• WHAT YOU NEED TO DO
Could you write the next part of the bug discussion about smooth scrolling on overflow:hidden elements, picking up after its final comment?

Closed Bug 1104356 Opened 10 years ago Closed 9 years ago

scrollTo() smooth-scrolling behavior does not work on overflow:hidden elements

Categories

(Core :: Panning and Zooming, defect)

defect
Not set
normal

Tracking

()

RESOLVED FIXED
mozilla47
blocking-b2g 2.5+
Tracking Status
firefox45 --- unaffected
firefox46 + fixed
firefox47 + fixed
b2g-v2.5 --- fixed

People

(Reporter: justindarc, Assigned: kats)

References

Details

(Keywords: regression, Whiteboard: [ft:conndevices])

Attachments

(3 files, 1 obsolete file)

The following demo works in Nightly Desktop, but does not work in B2G nightly builds. When passing the `behavior: 'smooth'` option, the result appears to be a NOOP. http://jsbin.com/duqiqu
Modifying the demo to use "overflow: scroll" rather than "overflow: hidden" enables the smooth scrolling. Perhaps for reasons described in Bug 942995 (APZC for overflow:hidden element should not allow panning), we are not creating the APZC for the overflow: hidden layers or otherwise disabling scrolling through touch gestures in a manner that affects the smooth scrolls.
Assignee: nobody → kgilbert
This can be reproduced on OSX with APZ enabled.
Yeah not having an APZC for overflow: hidden elements is intentional. Can we fall back to main-thread smooth scroll for this scenario?
(In reply to Kartikaya Gupta (email:kats@mozilla.com) from comment #3) > Yeah not having an APZC for overflow: hidden elements is intentional. Can we > fall back to main-thread smooth scroll for this scenario? Yes, I have a main thread implementation that we could fall back to; however, the animation on the main thread would potentially not be as smooth, especially if there is long running Javascript.
Is the "we don't want APZC for overflow:hidden" a "we didn't get to changing the behaviour", or "this is the right thing to do"? I couldn't quite tell from the comments above.
(In reply to Milan Sreckovic [:milan] from comment #5) > Is the "we don't want APZC for overflow:hidden" a "we didn't get to changing > the behaviour", or "this is the right thing to do"? I couldn't quite tell > from the comments above. I suspect it's "we've never had a reason to have APZ for non-root overflow:hidden elements". We do have APZ for a root overflow:hidden element, so that we can zoom it and scroll the zoomed content within the original bounds. To accomodate this, APZ has support for respecting overflow:hidden (i.e. not allowing you to scroll past the original bounds). In theory, we can enable APZ for non-root overflow:hidden elements the same way. However, there might be performance implications due to the extra layerization.

Records from a pointing dataset:
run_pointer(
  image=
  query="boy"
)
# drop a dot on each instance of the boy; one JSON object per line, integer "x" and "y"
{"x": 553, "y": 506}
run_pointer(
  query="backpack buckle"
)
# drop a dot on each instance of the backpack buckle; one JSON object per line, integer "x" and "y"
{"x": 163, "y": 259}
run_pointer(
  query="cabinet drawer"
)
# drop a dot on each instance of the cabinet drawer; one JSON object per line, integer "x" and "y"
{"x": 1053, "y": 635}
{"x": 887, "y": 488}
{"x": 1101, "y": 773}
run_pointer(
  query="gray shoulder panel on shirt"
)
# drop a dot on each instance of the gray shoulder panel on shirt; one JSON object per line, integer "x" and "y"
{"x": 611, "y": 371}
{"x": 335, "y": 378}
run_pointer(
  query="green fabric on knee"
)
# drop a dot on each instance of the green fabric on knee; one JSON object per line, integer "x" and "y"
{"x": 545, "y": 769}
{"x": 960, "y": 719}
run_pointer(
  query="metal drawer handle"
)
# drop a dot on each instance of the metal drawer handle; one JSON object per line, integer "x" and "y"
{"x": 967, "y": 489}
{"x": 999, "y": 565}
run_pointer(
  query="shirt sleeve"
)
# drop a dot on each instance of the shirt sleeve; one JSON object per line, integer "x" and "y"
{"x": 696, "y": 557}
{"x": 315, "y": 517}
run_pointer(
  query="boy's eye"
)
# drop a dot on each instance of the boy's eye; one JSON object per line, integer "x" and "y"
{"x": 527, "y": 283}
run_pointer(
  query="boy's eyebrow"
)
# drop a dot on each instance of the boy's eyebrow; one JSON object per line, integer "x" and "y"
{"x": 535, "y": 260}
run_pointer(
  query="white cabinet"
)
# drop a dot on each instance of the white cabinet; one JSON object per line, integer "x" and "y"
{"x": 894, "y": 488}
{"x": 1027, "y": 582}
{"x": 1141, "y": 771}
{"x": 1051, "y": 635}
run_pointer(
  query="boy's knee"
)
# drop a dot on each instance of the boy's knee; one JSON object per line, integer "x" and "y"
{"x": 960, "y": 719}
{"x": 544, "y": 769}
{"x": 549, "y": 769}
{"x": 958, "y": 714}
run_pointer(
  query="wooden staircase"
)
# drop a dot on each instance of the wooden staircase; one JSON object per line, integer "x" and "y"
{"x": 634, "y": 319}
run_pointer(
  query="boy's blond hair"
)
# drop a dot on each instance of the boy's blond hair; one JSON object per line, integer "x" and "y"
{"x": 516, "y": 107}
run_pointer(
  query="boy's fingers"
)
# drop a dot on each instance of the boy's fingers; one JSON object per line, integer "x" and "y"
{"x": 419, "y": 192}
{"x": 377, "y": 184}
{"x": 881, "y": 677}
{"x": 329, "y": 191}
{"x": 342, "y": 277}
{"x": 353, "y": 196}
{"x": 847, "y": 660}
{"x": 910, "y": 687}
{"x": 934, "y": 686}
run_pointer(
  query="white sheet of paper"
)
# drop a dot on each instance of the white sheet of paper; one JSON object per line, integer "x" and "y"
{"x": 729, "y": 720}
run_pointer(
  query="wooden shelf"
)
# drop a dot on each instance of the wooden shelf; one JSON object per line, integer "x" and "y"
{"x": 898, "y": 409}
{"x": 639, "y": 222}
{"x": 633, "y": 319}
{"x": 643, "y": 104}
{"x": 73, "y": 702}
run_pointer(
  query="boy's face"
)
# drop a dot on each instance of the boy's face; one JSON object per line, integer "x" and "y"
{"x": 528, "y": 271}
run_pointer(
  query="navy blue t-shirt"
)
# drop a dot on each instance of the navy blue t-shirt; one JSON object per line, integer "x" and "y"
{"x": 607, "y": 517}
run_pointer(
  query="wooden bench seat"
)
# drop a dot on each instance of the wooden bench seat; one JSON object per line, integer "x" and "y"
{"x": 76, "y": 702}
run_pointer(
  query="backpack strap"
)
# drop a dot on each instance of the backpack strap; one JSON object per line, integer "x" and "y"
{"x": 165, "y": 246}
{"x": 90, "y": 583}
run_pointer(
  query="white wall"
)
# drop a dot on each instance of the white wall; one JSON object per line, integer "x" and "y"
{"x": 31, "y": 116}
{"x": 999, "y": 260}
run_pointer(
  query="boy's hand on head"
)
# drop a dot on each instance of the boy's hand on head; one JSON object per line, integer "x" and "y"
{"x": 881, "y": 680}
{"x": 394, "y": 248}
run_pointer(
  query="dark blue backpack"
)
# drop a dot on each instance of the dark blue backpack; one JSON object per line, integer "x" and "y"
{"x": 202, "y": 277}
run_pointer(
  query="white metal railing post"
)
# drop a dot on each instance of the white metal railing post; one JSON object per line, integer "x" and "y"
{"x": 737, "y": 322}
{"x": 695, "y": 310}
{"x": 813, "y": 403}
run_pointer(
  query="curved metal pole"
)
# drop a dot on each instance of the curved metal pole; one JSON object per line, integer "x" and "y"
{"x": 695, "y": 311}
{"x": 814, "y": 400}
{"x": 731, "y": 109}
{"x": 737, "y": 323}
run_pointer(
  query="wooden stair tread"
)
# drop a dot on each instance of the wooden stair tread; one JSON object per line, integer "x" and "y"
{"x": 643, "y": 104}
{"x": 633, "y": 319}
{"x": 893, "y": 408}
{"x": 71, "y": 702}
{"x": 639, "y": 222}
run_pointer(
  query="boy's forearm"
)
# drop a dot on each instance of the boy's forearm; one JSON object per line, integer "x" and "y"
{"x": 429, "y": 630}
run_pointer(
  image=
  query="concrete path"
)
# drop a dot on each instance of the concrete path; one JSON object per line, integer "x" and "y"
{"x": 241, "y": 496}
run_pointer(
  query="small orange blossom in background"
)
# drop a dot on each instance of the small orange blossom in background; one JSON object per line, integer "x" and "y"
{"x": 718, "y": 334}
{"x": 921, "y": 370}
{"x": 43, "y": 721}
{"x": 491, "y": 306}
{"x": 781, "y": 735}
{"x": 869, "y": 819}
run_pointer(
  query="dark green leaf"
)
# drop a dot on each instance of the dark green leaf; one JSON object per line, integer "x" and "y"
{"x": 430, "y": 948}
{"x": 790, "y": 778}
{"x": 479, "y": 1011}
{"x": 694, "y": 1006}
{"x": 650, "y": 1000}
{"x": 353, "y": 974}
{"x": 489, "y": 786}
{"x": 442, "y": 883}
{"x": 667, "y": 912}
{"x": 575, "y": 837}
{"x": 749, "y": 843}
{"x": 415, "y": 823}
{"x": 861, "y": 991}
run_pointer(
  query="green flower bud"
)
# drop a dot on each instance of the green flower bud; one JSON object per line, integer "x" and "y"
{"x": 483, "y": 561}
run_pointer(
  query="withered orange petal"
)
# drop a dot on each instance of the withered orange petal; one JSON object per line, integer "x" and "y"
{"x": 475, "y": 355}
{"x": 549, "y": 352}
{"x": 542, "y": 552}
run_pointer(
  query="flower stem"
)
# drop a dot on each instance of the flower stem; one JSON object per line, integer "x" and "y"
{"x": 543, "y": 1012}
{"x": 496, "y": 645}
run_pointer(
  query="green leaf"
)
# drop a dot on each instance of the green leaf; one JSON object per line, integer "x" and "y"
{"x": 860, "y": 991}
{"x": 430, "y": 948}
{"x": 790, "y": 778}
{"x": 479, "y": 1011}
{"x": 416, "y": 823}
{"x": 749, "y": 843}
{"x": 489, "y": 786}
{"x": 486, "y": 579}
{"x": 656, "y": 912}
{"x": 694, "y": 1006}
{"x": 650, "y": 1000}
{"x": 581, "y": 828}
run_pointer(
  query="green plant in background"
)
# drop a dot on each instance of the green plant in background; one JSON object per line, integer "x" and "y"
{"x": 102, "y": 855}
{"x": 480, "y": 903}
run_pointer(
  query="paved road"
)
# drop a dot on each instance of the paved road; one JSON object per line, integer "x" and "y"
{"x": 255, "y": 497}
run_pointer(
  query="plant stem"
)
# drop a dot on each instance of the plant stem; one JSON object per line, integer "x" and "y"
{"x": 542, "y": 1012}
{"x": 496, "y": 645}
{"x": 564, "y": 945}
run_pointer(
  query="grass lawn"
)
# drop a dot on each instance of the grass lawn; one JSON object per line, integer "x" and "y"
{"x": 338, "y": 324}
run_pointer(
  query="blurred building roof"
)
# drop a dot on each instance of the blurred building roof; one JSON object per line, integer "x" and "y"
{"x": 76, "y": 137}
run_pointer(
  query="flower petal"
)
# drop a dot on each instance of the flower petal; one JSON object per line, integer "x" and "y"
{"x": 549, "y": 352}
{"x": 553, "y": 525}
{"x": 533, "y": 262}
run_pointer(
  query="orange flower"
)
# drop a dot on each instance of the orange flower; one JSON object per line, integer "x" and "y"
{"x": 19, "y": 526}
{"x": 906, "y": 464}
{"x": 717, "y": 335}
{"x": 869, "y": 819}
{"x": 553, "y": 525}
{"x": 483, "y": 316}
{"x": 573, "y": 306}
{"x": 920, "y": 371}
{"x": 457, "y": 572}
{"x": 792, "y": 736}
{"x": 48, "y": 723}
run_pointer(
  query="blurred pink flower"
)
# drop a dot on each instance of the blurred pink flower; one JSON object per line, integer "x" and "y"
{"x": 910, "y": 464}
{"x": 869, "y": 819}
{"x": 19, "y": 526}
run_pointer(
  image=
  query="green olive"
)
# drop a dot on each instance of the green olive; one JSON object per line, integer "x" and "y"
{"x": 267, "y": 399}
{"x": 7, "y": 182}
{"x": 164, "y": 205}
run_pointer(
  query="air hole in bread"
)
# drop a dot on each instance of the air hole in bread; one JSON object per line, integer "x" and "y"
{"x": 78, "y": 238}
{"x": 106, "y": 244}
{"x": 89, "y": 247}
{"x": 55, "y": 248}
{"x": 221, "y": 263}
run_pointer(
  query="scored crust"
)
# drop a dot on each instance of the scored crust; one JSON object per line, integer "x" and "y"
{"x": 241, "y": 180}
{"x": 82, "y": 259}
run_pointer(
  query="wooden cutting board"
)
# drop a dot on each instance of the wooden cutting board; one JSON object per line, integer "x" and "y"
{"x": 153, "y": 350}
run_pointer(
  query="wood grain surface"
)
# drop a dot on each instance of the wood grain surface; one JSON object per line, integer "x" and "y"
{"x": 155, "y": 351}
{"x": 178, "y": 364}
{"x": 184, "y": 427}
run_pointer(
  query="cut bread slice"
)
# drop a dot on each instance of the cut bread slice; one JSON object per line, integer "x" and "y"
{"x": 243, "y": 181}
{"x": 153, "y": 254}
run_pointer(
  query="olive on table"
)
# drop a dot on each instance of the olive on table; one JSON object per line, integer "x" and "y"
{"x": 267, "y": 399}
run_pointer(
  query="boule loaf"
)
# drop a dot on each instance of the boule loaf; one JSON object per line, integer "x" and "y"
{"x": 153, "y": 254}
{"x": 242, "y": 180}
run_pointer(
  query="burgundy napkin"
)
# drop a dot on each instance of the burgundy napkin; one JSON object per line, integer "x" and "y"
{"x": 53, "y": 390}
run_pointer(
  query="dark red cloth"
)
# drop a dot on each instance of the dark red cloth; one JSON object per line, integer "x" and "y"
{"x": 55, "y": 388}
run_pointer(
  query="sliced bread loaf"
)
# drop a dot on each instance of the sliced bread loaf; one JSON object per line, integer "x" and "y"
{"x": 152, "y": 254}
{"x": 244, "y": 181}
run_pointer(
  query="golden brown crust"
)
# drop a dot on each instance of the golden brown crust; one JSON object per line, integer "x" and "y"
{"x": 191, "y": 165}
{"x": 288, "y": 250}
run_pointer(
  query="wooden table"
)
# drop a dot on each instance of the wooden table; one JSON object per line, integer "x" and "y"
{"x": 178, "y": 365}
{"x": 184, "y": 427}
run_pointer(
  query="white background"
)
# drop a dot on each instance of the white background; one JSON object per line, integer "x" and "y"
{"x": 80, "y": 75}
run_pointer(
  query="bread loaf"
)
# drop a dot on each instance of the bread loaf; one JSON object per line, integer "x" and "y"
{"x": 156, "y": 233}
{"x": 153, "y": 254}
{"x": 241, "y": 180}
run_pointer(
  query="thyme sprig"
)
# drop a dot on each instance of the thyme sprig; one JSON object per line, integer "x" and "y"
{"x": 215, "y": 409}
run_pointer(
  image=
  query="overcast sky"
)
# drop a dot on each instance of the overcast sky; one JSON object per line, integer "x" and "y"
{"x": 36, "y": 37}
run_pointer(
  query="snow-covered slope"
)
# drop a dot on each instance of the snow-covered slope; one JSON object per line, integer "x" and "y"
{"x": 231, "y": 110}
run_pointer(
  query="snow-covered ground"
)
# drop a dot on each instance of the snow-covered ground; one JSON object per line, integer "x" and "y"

• RESPONSE
(In reply to Botond Ballo [:botond] from comment #6) > (In reply to Milan Sreckovic [:milan] from comment #5) > > Is the "we don't want APZC for overflow:hidden" a "we didn't get to changing > > the behaviour", or "this is the right thing to do"? I couldn't quite tell > > from the comments above. > > I suspect it's "we've never had a reason to have APZ for non-root > overflow:hidden elements". > > We do have APZ for a root overflow:hidden element, so that we can zoom it > and scroll the zoomed content within the original bounds. To accomodate > this, APZ has support for respecting overflow:hidden (i.e. not allowing you > to scroll past the original bounds). In theory, we can enable APZ for > non-root overflow:hidden elements the same way. However, there might be > performance implications due to the extra layerization. This is along the same lines as my thoughts on this as well. Perhaps a sufficient compromise would be to promote an `overflow: hidden` element to an APZ layer if/when `scrollTo()/scrollBy()` is called on it? I understand that this may result in an initial latency while the layer gets created, but this seems like a reasonable expectation. Simply promoting every `overflow: hidden` element to its own APZ layer sounds like a bad idea in general to me. There are hundreds of cases where `overflow: hidden` is used to obscure parts of content within the bounds of an element where the element will never be scrolled.
I agree with all the stuff in comments 4-7. The one thing I would note is that simply forcing a layer for a scrollTo'd frame will not be enough. The way overflow:hidden works on the APZ side is that the APZ actually doesn't know that the layer is scrollable and so if we just ran the smooth-scroll animation on it as-is it would likely think it ran into the end of the document and hand off that scroll upwards through the handoff chain. We would need some extra plumbing to allow the APZ side to know how much the document is actually scrollable. Also note that scrollBy() currently is always done on the main thread; we have bug 959793 open for making that work with APZ.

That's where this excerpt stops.